> _EXTRACT PROVIDED_
+-------+

Eli Lilly stops giving 340B discounts to contract pharmacies

Eli Lilly told hospitals Sept. 1 that it will no longer give 340B drug discounts to hospitals that ship the drugs to 340B contract pharmacies instead of dispensing them in house, according to documents obtained by 340B Report, a news site that focuses on the 340B program.

The 340B program was created in 1992 and requires drugmakers to offer discounts on all outpatient drugs to hospitals and clinics that serve indigent populations. About 2,500 hospitals around the country participate in the program. 

Eli Lilly said it will only give 340B discounts to covered entities and their child sites, not to contract pharmacies, as of Sept. 1, as a precaution to avoid duplicate discounts that could be offered at the pharmacies. Covered entities that don't have an in-house pharmacy can contact Eli Lilly regarding an exception, the company said.  

"Lilly is committed to the 340B program and the patients it was created to serve, but the program needs reform to better define who is entitled to discounts, determine hospital eligibility and clarify what role contract pharmacies should appropriately play. Although we are taking individual steps as a company to make this happen, all stakeholders in the system should come together to make sustainable reform possible," Eli Lilly told 340B Report. 

The drugmaker gave an exception for insulin, saying it will still provide discounts on insulin to contract pharmacies as long as the pharmacy doesn't change the price. Eli Lilly said the insulin exception is in line with an executive order signed by President Donald Trump July 24, titled "Access to Affordable Life-Saving Medications." 

"Lilly shares the goal of ensuring that 340B patients directly benefit from the significant 340B discounts on Lilly insulins," the drugmaker said. 

In the last few months, at least five drugmakers have told hospitals they will be limiting 340B discounts, saying they're doing so to prevent paying duplicate discounts. 

AstraZeneca has also said it would stop giving discounts to hospitals that ship drugs to contract pharmacies instead of dispensing them in house. 

Seven hospital and pharmacy groups sent a letter to HHS Secretary Alex Azar Aug. 26 urging him to ensure drugmakers follow 340B rules.

+-------+

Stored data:
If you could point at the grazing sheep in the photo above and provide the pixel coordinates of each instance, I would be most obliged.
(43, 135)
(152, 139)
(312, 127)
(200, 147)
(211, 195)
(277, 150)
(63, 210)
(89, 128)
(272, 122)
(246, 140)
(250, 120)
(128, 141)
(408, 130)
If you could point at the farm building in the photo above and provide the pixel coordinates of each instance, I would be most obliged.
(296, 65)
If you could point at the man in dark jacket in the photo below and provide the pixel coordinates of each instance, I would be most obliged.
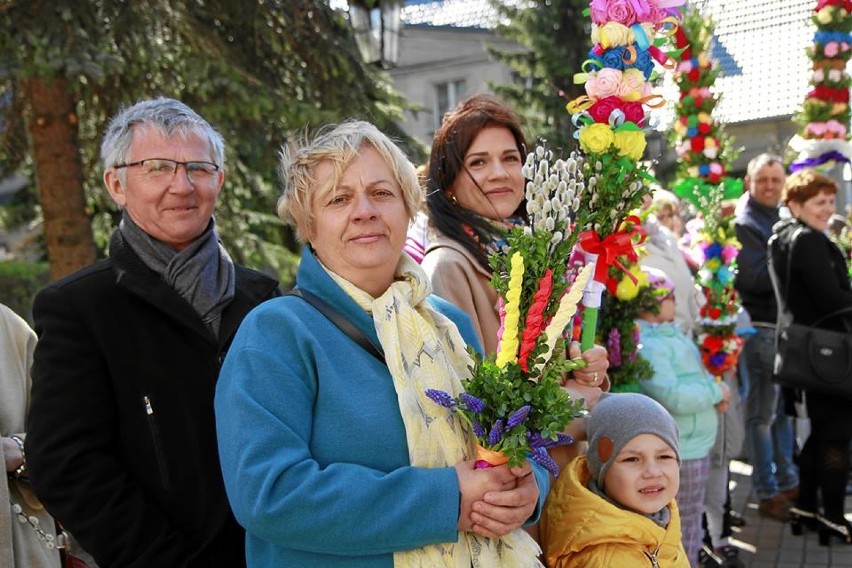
(121, 444)
(769, 432)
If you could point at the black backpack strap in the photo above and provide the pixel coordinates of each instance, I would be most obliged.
(340, 321)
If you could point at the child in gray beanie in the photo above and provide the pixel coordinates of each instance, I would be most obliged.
(615, 505)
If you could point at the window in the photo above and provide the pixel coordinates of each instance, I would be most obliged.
(448, 96)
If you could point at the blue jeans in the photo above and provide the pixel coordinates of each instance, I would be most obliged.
(769, 431)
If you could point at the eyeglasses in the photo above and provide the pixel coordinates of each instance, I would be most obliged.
(163, 170)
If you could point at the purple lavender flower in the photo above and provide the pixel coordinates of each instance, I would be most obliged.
(478, 428)
(541, 457)
(563, 440)
(518, 416)
(496, 433)
(441, 397)
(613, 347)
(637, 337)
(535, 440)
(472, 403)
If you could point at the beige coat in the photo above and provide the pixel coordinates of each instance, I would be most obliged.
(664, 254)
(457, 277)
(19, 544)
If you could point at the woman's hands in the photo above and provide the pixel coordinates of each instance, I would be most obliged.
(495, 500)
(597, 362)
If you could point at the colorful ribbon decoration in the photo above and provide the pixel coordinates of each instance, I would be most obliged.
(620, 243)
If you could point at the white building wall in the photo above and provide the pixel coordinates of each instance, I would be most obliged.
(429, 56)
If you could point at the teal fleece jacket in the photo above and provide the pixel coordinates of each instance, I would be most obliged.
(313, 446)
(681, 384)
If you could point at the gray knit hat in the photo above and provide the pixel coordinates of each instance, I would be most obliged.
(618, 418)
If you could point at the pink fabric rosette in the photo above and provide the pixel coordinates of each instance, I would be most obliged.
(604, 83)
(620, 11)
(602, 109)
(633, 85)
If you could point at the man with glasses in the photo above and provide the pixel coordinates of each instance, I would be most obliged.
(121, 444)
(769, 432)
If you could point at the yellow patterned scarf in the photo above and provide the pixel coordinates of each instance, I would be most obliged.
(424, 350)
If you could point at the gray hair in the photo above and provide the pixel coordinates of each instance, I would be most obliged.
(336, 144)
(166, 116)
(758, 162)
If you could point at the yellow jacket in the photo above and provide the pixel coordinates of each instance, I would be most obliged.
(580, 529)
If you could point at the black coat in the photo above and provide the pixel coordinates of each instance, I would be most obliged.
(121, 441)
(818, 285)
(753, 228)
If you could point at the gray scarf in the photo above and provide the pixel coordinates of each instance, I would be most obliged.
(202, 273)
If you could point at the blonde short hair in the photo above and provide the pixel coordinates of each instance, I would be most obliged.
(336, 144)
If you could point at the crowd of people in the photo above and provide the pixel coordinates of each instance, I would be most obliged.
(173, 408)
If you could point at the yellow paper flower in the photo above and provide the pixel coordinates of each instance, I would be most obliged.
(626, 288)
(630, 143)
(596, 138)
(509, 341)
(567, 308)
(612, 34)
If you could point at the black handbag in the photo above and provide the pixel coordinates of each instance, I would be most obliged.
(808, 357)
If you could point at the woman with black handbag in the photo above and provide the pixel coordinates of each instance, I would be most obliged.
(813, 283)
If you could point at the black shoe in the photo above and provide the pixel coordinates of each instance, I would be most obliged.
(735, 519)
(801, 520)
(706, 558)
(723, 557)
(730, 556)
(829, 529)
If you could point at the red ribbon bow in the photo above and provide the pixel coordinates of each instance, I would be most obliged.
(610, 248)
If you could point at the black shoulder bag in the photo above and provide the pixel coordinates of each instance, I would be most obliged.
(340, 321)
(809, 358)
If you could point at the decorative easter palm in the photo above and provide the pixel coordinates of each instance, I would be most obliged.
(628, 36)
(704, 149)
(824, 135)
(513, 401)
(717, 341)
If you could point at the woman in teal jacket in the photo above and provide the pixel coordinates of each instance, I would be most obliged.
(331, 456)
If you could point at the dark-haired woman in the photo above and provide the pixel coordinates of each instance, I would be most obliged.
(475, 194)
(818, 285)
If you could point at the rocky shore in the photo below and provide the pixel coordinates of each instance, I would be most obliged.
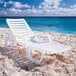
(15, 63)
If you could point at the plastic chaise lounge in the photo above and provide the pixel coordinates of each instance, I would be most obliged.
(23, 35)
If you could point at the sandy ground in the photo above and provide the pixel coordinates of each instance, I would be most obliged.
(15, 63)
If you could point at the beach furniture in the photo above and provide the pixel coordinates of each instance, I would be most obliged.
(23, 35)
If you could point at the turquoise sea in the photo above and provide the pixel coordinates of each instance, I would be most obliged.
(53, 24)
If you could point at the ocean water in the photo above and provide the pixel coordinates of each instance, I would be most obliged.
(51, 24)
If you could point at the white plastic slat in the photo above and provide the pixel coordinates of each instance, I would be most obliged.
(20, 27)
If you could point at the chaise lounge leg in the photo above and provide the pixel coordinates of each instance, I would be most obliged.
(6, 43)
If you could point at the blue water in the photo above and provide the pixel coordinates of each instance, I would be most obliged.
(51, 24)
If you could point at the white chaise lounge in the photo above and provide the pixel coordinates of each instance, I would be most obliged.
(24, 36)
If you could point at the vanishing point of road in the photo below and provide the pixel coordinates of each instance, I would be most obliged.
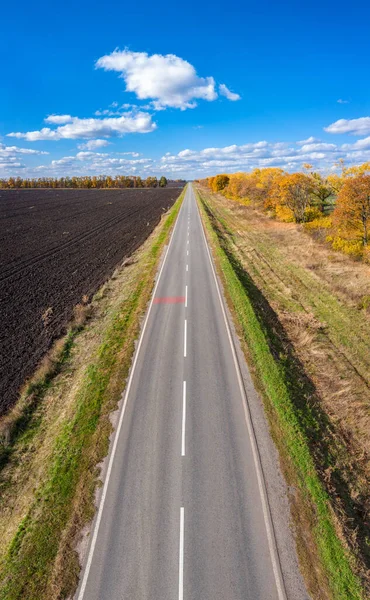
(183, 513)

+-------+

> _ACTIVITY_
Answer these questions from the article on Eli Lilly and 340B discounts:
1. In what year was the 340B program created?
2. Which other drugmaker also said it would stop giving discounts to hospitals that ship drugs to contract pharmacies?
3. On what date did seven hospital and pharmacy groups send a letter to HHS Secretary Alex Azar?
These records were taken from a separate source.

> _WORKED SOLUTION_
1. 1992
2. AstraZeneca
3. Aug. 26